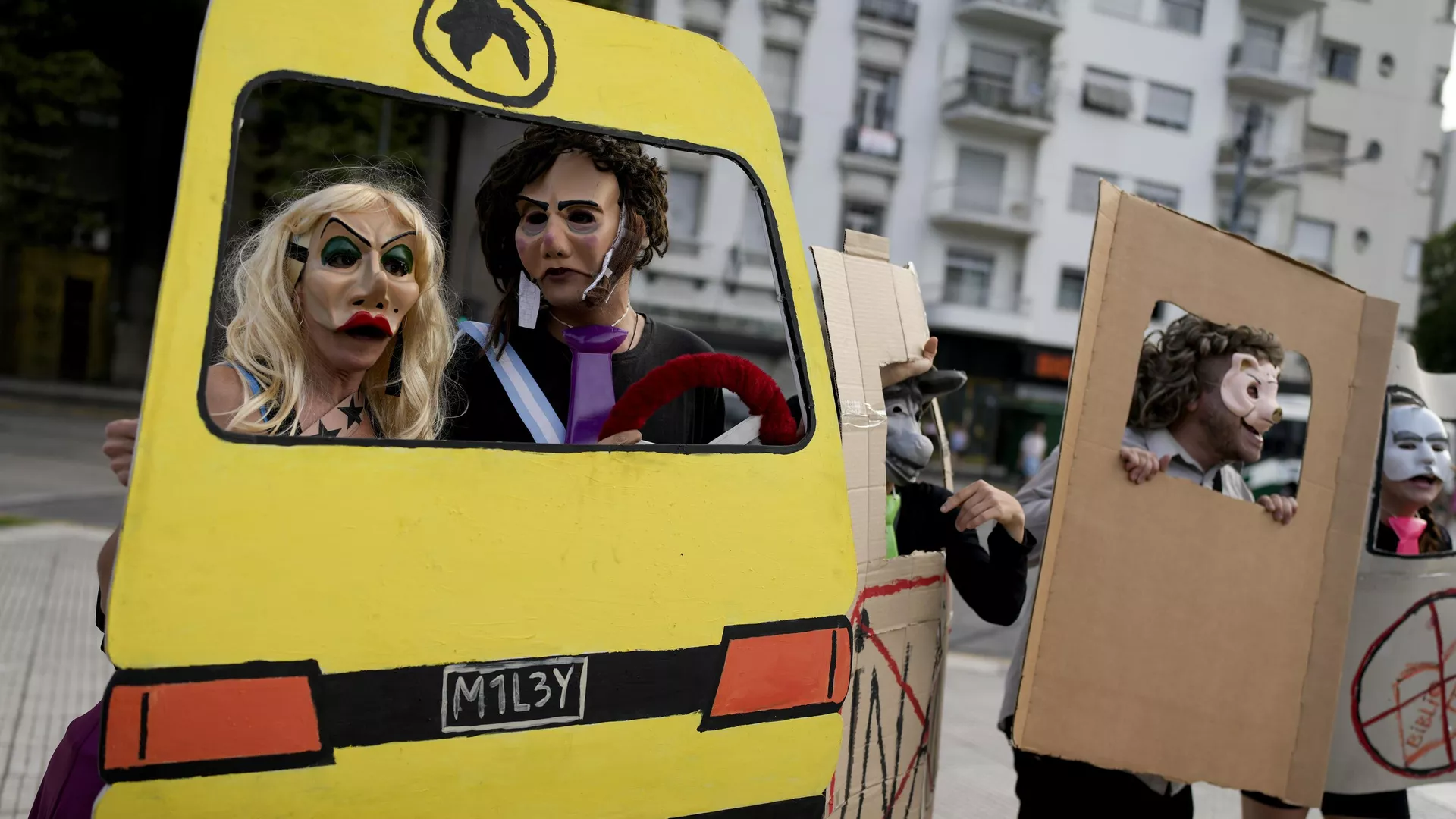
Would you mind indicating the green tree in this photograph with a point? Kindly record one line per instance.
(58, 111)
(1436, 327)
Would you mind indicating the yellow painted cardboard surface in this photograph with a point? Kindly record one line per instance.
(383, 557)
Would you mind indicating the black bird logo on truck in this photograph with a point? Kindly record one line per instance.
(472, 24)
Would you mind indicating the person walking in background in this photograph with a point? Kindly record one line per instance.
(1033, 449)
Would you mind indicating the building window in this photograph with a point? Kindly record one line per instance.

● ● ● ● ● ● ●

- _PROBLEM DETAILS_: An exact copy of every entry above is needed, with the pictures left out.

- _PROBLEM SOLUTION_:
Would you mind indicating the green tree in this photograph with a point? Kindly record one line per instance.
(58, 111)
(1436, 327)
Would you mind indicating the yellow painted cardboard surface in this photograph with a point? Kindly record one line per instance.
(383, 557)
Would you mind indicating the black bird logo on truck in this photograph with a point? Kindly record one line per instance.
(472, 24)
Would you mind indicating the person walking in background in this photograph with a point? Kindly record one line per instance.
(1033, 449)
Would you mind indicating the building window in this photograph with a point? Kindly record one line per instance.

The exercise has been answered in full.